ACTIVITY | In full and without alteration, print the records below, minus any images.

[Region pointing data]
------------------------------------------------------------------------

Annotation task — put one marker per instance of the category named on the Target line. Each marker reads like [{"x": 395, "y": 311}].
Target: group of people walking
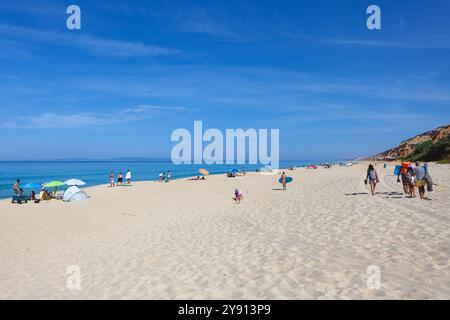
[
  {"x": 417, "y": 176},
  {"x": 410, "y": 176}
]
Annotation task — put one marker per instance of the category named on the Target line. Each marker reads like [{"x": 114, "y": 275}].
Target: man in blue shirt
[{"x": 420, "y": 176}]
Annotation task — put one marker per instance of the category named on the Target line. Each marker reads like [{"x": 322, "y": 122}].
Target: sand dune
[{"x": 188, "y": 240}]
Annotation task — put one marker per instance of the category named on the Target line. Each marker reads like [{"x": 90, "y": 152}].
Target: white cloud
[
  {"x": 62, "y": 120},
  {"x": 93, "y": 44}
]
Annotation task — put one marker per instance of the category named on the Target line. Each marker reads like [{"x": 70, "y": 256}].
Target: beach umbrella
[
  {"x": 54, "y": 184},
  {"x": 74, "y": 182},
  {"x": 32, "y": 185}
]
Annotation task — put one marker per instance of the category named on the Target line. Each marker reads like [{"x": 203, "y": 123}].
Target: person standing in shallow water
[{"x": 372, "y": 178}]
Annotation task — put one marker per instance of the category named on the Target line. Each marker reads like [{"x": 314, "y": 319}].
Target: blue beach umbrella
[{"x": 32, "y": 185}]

------------------------------------------------------------------------

PROBLEM SOLUTION |
Annotation task — put one marker per instance of the category named on the Target line. Each marker reads like [{"x": 395, "y": 311}].
Target: group of people walking
[
  {"x": 417, "y": 176},
  {"x": 410, "y": 176}
]
Annotation task — put one marker per instance of the category named on the Target line. Each marker reads like [{"x": 114, "y": 275}].
Target: man in blue shirt
[{"x": 420, "y": 176}]
Annotation task — put one marker per instance of the category named on the Target line. Each marker reads like [{"x": 322, "y": 122}].
Target: sand dune
[{"x": 188, "y": 240}]
Annotation task — put one marker per instance of the category named on the Target line. Each marker reads like [{"x": 90, "y": 152}].
Target: white cloud
[
  {"x": 62, "y": 120},
  {"x": 93, "y": 44}
]
Annotation task — put one marker per instance of the category named on the Target line. Each marker reads like [{"x": 70, "y": 256}].
Target: beach umbrella
[
  {"x": 54, "y": 184},
  {"x": 74, "y": 182},
  {"x": 32, "y": 185}
]
Annotation task — put one marker per instance of the category named on the Target line. Each marker reads like [{"x": 203, "y": 123}].
Target: person standing in shallow water
[{"x": 372, "y": 178}]
Annotation task — put one marker per instance of the category named on the Target line. Each marker reads like [{"x": 314, "y": 319}].
Target: blue beach umbrella
[{"x": 32, "y": 185}]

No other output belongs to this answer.